▶ _PROBLEM STATEMENT_: Return each line of the records below without changing a single character.

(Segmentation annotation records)
▬▬▬▬▬▬

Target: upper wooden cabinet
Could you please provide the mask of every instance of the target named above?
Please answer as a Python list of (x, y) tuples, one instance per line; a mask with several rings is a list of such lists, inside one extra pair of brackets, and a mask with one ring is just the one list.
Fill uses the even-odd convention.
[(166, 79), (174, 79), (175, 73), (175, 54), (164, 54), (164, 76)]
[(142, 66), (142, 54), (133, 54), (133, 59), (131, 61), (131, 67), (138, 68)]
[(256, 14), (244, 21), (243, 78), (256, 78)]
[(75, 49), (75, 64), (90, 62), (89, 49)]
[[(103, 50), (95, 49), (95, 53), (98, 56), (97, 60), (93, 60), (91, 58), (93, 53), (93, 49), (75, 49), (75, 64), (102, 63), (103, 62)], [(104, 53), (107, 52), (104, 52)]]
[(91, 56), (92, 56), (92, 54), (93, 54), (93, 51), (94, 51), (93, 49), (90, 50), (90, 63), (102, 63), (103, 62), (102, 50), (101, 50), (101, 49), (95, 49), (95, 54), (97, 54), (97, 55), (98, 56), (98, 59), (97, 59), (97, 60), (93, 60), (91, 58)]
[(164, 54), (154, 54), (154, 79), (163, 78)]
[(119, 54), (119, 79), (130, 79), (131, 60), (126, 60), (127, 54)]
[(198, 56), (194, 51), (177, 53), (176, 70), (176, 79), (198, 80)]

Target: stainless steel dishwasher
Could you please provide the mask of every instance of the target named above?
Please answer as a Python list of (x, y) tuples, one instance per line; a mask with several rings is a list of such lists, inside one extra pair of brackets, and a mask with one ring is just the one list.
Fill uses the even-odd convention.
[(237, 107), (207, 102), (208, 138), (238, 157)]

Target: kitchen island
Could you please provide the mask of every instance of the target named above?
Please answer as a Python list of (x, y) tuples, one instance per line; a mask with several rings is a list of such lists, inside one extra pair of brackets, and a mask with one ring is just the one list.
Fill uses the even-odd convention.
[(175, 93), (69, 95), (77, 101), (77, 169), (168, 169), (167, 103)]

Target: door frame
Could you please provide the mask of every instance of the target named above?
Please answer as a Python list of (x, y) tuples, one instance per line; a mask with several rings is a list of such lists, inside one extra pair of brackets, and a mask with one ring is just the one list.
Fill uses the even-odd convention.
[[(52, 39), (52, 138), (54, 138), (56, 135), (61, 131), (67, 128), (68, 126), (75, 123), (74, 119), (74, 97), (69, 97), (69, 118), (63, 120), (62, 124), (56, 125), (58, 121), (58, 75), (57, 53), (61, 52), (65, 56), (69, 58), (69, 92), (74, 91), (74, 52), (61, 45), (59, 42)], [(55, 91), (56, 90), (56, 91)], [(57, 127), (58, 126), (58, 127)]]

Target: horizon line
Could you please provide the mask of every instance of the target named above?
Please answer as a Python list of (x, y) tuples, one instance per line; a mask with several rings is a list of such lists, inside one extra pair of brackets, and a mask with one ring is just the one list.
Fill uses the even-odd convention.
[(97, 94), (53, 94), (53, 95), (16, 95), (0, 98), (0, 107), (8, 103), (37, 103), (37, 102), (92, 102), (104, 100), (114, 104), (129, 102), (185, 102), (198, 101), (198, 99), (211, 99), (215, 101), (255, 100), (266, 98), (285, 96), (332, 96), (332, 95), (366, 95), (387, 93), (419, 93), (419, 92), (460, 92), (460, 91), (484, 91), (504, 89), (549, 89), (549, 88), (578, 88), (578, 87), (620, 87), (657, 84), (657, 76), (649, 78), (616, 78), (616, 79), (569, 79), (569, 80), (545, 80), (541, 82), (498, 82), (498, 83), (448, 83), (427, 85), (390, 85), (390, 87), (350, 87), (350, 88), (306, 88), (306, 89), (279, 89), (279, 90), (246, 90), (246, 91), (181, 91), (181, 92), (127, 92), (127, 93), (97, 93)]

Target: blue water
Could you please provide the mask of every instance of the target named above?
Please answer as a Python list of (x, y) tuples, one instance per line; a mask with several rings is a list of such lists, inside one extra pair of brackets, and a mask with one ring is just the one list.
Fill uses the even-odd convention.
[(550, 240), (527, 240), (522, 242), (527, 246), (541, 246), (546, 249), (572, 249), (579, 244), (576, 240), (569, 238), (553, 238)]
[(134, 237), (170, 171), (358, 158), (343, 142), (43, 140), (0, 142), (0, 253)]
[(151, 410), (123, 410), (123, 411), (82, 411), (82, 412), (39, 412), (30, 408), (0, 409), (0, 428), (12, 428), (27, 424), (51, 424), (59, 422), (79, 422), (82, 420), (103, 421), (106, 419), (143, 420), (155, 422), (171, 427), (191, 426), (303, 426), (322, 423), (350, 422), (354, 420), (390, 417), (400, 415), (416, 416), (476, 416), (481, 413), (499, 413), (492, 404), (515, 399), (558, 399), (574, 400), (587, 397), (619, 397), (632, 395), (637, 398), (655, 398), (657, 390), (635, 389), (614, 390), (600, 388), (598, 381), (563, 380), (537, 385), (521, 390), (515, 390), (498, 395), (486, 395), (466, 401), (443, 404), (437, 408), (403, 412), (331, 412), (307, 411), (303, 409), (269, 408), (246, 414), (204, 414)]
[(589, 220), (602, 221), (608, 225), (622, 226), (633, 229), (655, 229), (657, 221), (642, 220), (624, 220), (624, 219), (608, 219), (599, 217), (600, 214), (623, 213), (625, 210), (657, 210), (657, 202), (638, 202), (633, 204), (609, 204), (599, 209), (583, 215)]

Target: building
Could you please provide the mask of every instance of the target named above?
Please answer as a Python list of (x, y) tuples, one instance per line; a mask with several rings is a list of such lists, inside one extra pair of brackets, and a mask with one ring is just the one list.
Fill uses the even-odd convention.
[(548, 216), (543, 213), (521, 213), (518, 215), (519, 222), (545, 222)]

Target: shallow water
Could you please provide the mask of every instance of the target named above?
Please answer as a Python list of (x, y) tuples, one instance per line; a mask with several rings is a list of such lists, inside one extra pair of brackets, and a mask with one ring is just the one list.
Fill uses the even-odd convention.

▬▬▬▬▬▬

▶ _THE REPLY_:
Target: upper wooden cabinet
Could you please provide the mask of every instance of the target named above?
Please answer as a Python list of (x, y) tuples, one instance per line; a mask with several rings is a list of such lists, inside one extra pair of brackets, and a mask with one ring is just the one list.
Fill uses the even-odd convention.
[(166, 79), (174, 79), (175, 73), (175, 54), (164, 54), (164, 76)]
[(142, 66), (142, 54), (133, 54), (133, 59), (131, 61), (131, 67), (138, 68)]
[(256, 14), (244, 21), (243, 78), (256, 78)]
[(75, 49), (75, 64), (90, 62), (89, 49)]
[[(103, 50), (95, 49), (95, 53), (98, 56), (97, 60), (93, 60), (91, 58), (93, 53), (93, 49), (75, 49), (75, 64), (102, 63), (103, 62)], [(104, 53), (107, 52), (104, 52)]]
[(91, 56), (92, 56), (92, 54), (93, 54), (93, 51), (94, 51), (93, 49), (90, 50), (90, 63), (102, 63), (103, 62), (102, 50), (101, 50), (101, 49), (95, 49), (95, 54), (97, 54), (97, 55), (98, 56), (98, 59), (97, 59), (97, 60), (93, 60), (91, 58)]
[(164, 54), (154, 54), (154, 79), (163, 78)]
[(119, 54), (119, 79), (130, 79), (131, 60), (126, 60), (127, 54)]
[(198, 56), (194, 51), (177, 53), (176, 70), (176, 79), (198, 80)]

Target: stainless steel dishwasher
Could you please provide the mask of every instance of the target named above?
Please answer as a Python list of (x, y) tuples, one instance per line; a mask with several rings is a list of such lists, inside one extra pair of brackets, and a mask with one ring is just the one list.
Fill uses the even-odd convention.
[(237, 107), (207, 102), (208, 138), (238, 157)]

Target: kitchen island
Could you please provide the mask of every instance of the target named above?
Please answer as a Python list of (x, y) tuples, one instance per line; a mask with several rings is a list of such lists, inside one extra pair of brackets, and a mask with one ring is just the one list.
Fill uses the even-odd convention.
[(175, 93), (69, 95), (77, 101), (77, 169), (168, 169), (167, 103)]

Target: door frame
Could you please provide the mask of every instance of the target named above?
Please answer as a Python list of (x, y) tuples, one instance per line; a mask with several rings is a list of such lists, inside one extra pair of brackets, and a mask with one ring is just the one list.
Fill uses the even-odd convention.
[[(52, 39), (52, 138), (54, 138), (56, 135), (61, 131), (67, 128), (68, 126), (75, 123), (74, 119), (74, 97), (69, 97), (69, 118), (63, 120), (62, 124), (56, 125), (58, 121), (58, 75), (57, 53), (61, 52), (65, 56), (69, 58), (69, 92), (74, 91), (74, 52), (61, 45), (59, 42)], [(55, 91), (56, 90), (56, 91)], [(57, 127), (58, 126), (58, 127)]]

Target: horizon line
Could you please provide the mask of every instance of the target named above?
Please answer as a Python list of (x, y) tuples, one instance per line; a mask with several rings is a list of such lists, inside one extra pair of brackets, and a mask with one ring is just the one list.
Fill uses the even-odd convention.
[(97, 94), (53, 94), (53, 95), (16, 95), (0, 98), (0, 107), (8, 103), (37, 103), (37, 102), (92, 102), (104, 100), (114, 104), (129, 102), (185, 102), (198, 101), (198, 99), (211, 99), (215, 101), (255, 100), (266, 98), (285, 96), (332, 96), (332, 95), (366, 95), (387, 93), (419, 93), (419, 92), (460, 92), (460, 91), (484, 91), (504, 89), (549, 89), (549, 88), (578, 88), (578, 87), (620, 87), (657, 84), (657, 76), (649, 78), (616, 78), (616, 79), (569, 79), (569, 80), (545, 80), (541, 82), (498, 82), (498, 83), (448, 83), (427, 85), (390, 85), (390, 87), (350, 87), (350, 88), (306, 88), (306, 89), (279, 89), (279, 90), (246, 90), (246, 91), (181, 91), (181, 92), (127, 92), (127, 93), (97, 93)]

Target: blue water
Could you please provide the mask of every instance of the target named above?
Please answer as a Python list of (x, y) tuples, one instance per line; a mask with several rings is a list of such lists, inside one extra pair of brackets, and a mask with one ring is just the one list.
Fill uses the even-odd convention.
[(550, 240), (527, 240), (522, 242), (527, 246), (541, 246), (546, 249), (572, 249), (579, 244), (576, 240), (569, 238), (553, 238)]
[(134, 237), (170, 171), (358, 158), (343, 142), (43, 140), (0, 142), (0, 253)]
[(151, 410), (123, 410), (123, 411), (82, 411), (82, 412), (39, 412), (30, 408), (0, 409), (0, 428), (12, 428), (27, 424), (51, 424), (59, 422), (79, 422), (82, 420), (103, 421), (106, 419), (143, 420), (155, 422), (171, 427), (191, 426), (303, 426), (322, 423), (350, 422), (354, 420), (390, 417), (400, 415), (416, 416), (476, 416), (481, 413), (499, 413), (492, 404), (515, 399), (558, 399), (574, 400), (587, 397), (619, 397), (632, 395), (637, 398), (655, 398), (657, 390), (635, 389), (614, 390), (600, 388), (598, 381), (563, 380), (537, 385), (521, 390), (515, 390), (498, 395), (486, 395), (466, 401), (443, 404), (437, 408), (403, 412), (331, 412), (307, 411), (303, 409), (269, 408), (246, 414), (204, 414)]
[(589, 220), (602, 221), (608, 225), (622, 226), (633, 229), (655, 229), (657, 221), (642, 220), (624, 220), (624, 219), (608, 219), (599, 217), (600, 214), (623, 213), (625, 210), (657, 210), (657, 202), (638, 202), (633, 204), (609, 204), (599, 209), (583, 215)]

Target: building
Could you please provide the mask of every instance of the target named above?
Please answer as a Python list of (x, y) tuples, one instance per line; a mask with several rings is a list of such lists, inside one extra pair of brackets, and a mask with one ring is just the one list.
Fill uses the even-odd convention.
[(548, 216), (543, 213), (521, 213), (518, 215), (519, 222), (545, 222)]

Target: shallow water
Could you please provide the mask of every instance of the target named above?
Please answer as a Python list of (x, y) tuples, one instance per line; a mask with several rings is a list of such lists, inside one extra pair of brackets, and a mask with one ring is just the one list.
Fill uses the even-odd convention.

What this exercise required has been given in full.